===== Data to use
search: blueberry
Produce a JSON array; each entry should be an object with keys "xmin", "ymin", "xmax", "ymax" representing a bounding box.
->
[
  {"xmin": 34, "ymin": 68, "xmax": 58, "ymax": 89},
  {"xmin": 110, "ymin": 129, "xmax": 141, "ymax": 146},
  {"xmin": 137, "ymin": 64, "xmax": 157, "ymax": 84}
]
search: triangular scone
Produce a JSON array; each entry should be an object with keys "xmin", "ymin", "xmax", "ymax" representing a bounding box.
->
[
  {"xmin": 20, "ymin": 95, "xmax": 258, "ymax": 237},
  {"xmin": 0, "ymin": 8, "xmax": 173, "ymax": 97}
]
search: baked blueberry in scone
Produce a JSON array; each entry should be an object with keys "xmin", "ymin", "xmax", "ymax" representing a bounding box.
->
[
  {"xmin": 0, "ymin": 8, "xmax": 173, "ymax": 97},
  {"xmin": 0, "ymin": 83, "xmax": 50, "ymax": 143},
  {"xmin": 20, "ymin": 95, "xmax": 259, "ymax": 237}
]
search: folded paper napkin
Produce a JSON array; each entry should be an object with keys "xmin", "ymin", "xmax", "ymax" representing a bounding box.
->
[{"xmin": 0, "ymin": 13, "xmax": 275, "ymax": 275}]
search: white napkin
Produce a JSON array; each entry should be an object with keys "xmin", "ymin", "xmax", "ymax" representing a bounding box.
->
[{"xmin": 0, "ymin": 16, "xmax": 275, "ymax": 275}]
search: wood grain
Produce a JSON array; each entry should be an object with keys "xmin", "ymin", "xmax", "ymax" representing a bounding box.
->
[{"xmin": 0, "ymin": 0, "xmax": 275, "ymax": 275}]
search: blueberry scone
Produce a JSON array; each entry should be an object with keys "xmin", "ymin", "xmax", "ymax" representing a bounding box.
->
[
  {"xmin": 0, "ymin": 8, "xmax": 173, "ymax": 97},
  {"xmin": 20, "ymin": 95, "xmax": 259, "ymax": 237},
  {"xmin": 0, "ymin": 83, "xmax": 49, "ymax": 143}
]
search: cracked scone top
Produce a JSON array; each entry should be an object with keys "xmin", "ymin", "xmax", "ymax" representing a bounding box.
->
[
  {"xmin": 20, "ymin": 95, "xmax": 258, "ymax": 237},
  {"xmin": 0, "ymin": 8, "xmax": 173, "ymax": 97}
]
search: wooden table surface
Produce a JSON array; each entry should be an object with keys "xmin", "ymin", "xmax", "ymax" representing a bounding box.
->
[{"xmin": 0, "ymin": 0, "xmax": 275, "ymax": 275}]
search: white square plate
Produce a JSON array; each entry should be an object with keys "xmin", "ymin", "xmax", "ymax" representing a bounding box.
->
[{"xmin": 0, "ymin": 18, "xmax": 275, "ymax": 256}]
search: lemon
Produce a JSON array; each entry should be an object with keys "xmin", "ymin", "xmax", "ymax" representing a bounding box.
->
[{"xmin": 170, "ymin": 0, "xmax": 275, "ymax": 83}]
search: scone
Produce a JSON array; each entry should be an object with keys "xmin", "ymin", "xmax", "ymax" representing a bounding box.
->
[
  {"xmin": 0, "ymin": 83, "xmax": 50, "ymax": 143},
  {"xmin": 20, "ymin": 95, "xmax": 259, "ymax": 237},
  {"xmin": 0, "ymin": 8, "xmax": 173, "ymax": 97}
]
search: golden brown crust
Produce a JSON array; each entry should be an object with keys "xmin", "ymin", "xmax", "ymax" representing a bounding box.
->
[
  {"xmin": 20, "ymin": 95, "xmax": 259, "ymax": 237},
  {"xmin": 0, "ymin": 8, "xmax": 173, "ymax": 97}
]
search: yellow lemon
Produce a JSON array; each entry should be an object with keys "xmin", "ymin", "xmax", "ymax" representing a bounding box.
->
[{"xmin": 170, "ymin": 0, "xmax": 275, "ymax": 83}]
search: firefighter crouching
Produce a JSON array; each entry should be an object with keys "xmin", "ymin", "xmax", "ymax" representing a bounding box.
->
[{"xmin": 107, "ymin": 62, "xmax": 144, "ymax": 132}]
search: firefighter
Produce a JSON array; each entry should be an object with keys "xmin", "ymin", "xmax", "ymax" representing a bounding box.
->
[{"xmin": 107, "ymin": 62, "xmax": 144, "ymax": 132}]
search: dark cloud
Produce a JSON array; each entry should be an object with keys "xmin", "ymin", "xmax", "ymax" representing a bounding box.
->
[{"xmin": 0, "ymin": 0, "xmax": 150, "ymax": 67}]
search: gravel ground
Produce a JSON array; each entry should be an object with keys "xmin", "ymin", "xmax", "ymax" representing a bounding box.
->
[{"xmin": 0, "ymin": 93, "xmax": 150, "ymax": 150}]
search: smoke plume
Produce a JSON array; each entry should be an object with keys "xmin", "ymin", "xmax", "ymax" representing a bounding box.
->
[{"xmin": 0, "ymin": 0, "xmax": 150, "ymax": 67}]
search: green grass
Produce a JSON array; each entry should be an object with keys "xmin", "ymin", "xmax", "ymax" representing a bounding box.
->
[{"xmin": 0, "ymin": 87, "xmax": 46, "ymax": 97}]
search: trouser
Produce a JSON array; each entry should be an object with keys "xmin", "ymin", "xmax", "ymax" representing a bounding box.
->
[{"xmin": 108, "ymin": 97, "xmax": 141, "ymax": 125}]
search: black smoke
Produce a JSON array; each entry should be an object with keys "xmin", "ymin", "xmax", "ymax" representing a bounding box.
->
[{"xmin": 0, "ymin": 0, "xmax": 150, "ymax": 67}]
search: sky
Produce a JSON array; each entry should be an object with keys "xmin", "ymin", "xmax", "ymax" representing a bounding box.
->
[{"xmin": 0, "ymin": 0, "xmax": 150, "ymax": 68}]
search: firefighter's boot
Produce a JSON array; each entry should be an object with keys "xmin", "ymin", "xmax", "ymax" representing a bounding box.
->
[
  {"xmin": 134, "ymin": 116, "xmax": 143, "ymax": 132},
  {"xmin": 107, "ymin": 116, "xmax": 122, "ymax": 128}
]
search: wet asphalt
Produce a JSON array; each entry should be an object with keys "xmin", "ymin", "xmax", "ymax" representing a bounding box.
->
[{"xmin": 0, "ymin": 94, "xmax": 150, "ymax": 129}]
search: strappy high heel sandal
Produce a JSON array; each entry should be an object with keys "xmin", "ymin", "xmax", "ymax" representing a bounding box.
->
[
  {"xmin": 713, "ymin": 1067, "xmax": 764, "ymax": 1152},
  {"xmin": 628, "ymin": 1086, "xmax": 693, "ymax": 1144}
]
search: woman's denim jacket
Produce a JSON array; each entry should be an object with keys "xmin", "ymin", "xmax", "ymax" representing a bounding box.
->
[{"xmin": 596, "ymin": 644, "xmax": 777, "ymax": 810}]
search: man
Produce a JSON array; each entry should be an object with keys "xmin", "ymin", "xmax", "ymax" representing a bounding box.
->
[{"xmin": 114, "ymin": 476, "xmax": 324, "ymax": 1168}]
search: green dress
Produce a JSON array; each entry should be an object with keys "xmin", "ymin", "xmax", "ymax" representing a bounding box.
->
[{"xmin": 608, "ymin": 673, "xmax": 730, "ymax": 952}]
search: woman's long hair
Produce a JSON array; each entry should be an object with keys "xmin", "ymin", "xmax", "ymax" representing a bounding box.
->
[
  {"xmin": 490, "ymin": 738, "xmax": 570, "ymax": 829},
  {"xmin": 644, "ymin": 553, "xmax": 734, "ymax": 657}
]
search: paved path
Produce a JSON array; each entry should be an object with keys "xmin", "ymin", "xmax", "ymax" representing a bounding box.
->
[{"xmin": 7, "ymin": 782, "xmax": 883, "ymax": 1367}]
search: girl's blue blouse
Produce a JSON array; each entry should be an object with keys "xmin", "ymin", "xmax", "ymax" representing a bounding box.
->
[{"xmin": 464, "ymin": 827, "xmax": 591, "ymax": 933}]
==========
» Task description: Count the lines in the listing above that contain the string "scone". Reply with the number only.

» The response: 5